The answer must be every line of the records below that contains the word "plant", copied out.
(DATASET RECORDS begins)
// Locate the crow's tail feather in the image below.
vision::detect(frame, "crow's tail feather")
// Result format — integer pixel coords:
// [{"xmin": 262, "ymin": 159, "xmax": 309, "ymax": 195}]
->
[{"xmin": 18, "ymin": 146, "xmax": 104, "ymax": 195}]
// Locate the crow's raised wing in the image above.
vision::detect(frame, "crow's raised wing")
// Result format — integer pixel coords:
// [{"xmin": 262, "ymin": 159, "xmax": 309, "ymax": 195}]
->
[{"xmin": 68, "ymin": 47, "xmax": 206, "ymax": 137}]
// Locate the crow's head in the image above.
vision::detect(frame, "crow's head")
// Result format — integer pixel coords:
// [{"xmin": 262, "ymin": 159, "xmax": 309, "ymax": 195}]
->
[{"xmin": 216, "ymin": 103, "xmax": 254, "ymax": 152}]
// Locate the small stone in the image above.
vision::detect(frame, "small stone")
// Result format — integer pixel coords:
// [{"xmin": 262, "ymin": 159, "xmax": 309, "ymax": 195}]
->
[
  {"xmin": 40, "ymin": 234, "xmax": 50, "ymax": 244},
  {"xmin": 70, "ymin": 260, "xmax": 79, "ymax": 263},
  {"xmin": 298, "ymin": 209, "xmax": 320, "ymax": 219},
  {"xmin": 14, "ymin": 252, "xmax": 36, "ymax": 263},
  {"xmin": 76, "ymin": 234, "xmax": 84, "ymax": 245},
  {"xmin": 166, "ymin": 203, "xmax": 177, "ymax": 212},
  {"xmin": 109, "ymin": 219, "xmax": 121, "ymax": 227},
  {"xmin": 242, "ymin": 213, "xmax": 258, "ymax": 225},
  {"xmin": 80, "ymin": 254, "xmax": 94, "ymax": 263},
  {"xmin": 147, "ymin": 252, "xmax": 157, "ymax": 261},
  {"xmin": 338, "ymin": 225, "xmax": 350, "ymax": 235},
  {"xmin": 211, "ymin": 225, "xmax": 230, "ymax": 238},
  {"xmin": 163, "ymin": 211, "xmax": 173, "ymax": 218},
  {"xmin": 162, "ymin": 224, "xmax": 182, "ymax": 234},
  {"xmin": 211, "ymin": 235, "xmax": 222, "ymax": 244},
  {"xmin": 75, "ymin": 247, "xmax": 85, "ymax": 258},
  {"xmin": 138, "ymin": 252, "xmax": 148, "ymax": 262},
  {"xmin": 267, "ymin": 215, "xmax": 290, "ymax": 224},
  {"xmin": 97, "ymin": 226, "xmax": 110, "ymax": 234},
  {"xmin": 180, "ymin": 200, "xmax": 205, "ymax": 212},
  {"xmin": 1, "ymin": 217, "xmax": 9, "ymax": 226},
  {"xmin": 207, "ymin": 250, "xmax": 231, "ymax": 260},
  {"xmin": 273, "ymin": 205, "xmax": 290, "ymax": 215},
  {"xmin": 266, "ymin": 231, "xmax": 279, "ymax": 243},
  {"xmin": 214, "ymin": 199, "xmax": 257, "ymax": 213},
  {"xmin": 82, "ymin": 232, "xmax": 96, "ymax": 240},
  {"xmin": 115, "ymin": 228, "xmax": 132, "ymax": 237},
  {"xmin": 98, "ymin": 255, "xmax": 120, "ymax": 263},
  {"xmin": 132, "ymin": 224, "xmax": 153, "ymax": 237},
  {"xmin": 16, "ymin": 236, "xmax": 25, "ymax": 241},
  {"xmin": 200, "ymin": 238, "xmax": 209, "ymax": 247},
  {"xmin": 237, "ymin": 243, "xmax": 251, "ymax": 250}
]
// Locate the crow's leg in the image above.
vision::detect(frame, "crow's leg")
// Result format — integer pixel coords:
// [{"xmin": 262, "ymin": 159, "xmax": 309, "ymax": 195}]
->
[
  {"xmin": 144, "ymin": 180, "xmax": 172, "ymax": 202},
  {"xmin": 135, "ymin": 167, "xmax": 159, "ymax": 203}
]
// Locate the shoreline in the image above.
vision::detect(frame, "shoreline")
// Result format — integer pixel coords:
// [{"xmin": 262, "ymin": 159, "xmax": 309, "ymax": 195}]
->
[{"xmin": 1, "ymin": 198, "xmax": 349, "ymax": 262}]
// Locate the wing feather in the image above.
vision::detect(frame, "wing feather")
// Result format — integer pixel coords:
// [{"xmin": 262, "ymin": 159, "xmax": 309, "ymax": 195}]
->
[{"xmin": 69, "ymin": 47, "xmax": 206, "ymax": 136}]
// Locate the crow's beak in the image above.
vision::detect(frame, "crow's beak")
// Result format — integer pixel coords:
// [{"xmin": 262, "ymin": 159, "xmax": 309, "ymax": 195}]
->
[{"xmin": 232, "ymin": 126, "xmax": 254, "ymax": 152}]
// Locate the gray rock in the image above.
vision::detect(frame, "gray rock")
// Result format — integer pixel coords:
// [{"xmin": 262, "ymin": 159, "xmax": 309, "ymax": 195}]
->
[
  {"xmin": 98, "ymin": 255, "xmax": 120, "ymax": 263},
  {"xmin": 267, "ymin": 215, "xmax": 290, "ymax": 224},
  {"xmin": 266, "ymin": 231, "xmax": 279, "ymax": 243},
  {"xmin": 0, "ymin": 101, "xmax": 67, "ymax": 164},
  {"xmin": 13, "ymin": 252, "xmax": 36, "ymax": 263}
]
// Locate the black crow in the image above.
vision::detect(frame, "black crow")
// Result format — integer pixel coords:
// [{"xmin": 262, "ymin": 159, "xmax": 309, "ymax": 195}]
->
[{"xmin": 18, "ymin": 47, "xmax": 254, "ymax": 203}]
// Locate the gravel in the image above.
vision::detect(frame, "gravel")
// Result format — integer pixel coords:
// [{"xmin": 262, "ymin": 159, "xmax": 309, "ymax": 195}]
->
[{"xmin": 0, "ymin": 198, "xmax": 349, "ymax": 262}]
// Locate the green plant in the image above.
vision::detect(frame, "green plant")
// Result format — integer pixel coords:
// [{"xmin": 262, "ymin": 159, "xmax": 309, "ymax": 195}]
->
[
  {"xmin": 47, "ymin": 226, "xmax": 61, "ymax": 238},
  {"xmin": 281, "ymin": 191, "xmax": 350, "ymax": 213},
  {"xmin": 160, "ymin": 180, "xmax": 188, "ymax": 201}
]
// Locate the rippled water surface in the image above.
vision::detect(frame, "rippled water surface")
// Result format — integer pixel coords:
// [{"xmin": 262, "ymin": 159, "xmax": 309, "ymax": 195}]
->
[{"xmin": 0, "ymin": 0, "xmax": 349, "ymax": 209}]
(DATASET RECORDS ends)
- RESULT BELOW -
// Locate the green plant in the image above.
vision::detect(frame, "green plant")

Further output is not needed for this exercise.